> **Problem to work on**: Repeat the records exactly. Every line must match.

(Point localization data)
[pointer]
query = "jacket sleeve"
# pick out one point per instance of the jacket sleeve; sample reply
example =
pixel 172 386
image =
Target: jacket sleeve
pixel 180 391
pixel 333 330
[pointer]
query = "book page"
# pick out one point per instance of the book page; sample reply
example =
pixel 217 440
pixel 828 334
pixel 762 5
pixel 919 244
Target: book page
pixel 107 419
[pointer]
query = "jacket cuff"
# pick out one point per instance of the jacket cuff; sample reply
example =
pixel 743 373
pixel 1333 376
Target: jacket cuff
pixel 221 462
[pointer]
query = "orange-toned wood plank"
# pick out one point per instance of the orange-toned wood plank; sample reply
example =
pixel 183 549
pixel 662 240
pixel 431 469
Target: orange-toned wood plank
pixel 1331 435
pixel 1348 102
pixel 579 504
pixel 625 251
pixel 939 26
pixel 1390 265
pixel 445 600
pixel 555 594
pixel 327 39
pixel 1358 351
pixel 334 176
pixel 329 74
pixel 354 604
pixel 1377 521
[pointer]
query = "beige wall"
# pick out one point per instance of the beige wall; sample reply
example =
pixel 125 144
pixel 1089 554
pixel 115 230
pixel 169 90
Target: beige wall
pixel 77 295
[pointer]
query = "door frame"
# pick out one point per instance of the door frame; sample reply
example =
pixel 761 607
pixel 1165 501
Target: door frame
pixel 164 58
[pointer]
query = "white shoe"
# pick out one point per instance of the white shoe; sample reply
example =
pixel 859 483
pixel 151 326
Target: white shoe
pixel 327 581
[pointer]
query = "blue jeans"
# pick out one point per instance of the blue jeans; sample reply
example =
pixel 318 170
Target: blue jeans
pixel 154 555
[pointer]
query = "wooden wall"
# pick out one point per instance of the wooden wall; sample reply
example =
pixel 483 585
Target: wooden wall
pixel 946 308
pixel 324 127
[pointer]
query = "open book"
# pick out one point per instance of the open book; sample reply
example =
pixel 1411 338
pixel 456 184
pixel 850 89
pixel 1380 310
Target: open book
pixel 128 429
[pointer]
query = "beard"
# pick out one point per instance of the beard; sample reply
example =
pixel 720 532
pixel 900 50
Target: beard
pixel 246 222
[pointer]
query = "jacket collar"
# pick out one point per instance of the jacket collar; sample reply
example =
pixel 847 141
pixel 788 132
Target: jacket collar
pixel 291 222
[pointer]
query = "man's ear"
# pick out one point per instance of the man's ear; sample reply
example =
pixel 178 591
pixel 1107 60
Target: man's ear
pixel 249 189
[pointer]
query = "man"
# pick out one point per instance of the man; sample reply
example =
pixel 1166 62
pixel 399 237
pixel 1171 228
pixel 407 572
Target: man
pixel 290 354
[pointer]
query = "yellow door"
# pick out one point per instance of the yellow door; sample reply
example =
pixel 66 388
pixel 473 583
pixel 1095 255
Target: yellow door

> **Exercise answer**:
[pointer]
query = "jacket sleeve"
# pick out one point per instance of the jacket sleeve; sample reply
example =
pixel 172 386
image =
Target: jacket sleeve
pixel 180 391
pixel 333 330
[pointer]
query = "book page"
# pick out one point per instance of the book page; sample reply
example =
pixel 217 440
pixel 828 334
pixel 762 5
pixel 919 244
Target: book page
pixel 107 419
[pointer]
query = "jacket cuff"
# pick out one point per instance of the jacket cuff; sample reply
example =
pixel 743 373
pixel 1333 376
Target: jacket cuff
pixel 221 462
[pointer]
query = "orange-toned wood plank"
# pick out one point per instance of the orange-toned wood plank; sample reply
example =
pixel 183 549
pixel 662 240
pixel 431 469
Target: orange-toned wood plank
pixel 1331 435
pixel 1348 102
pixel 579 504
pixel 625 251
pixel 939 26
pixel 1390 265
pixel 445 600
pixel 555 594
pixel 327 39
pixel 1358 351
pixel 334 176
pixel 329 74
pixel 354 604
pixel 1377 521
[pointer]
query = "beige wall"
# pick out one point per instance of the beige wall; sample reply
example =
pixel 125 144
pixel 1089 554
pixel 115 230
pixel 169 90
Target: beige wall
pixel 77 295
[pointer]
query = "door frame"
# pick out one point per instance of the door frame; sample reply
example =
pixel 761 607
pixel 1165 501
Target: door frame
pixel 164 58
[pointer]
query = "white shoe"
# pick out one point per instance of the white shoe; sample reply
example =
pixel 859 483
pixel 151 326
Target: white shoe
pixel 327 581
[pointer]
query = "blue jeans"
# pick out one point per instance of the blue jeans; sample reply
example =
pixel 318 170
Target: blue jeans
pixel 154 555
[pointer]
query = "wooden wall"
# pick out one point per instance of the wooden wall; sample reply
example =
pixel 483 585
Target: wooden wall
pixel 946 308
pixel 324 127
[pointer]
query = "open book"
# pick out one point per instance of the open book; sample reply
example =
pixel 1411 338
pixel 456 184
pixel 850 89
pixel 1380 310
Target: open book
pixel 128 429
[pointer]
query = "beard"
# pick out one point per instance of the beard; sample reply
example =
pixel 720 532
pixel 900 50
Target: beard
pixel 246 222
[pointer]
query = "jacket collar"
# pick out one point per instance of the jacket collar; sample reply
example =
pixel 847 141
pixel 788 132
Target: jacket collar
pixel 291 222
[pointer]
query = "man's ear"
# pick out one point per instance of the man's ear; sample reply
example =
pixel 178 591
pixel 1107 60
Target: man's ear
pixel 249 189
[pointer]
query = "man"
# pick out one point per instance of the man; sample reply
example =
pixel 1166 62
pixel 399 237
pixel 1171 228
pixel 407 572
Target: man
pixel 290 354
[pointer]
query = "yellow door"
# pick out one point per instance of the yellow door; sample reply
example =
pixel 66 388
pixel 473 583
pixel 1095 255
Target: yellow door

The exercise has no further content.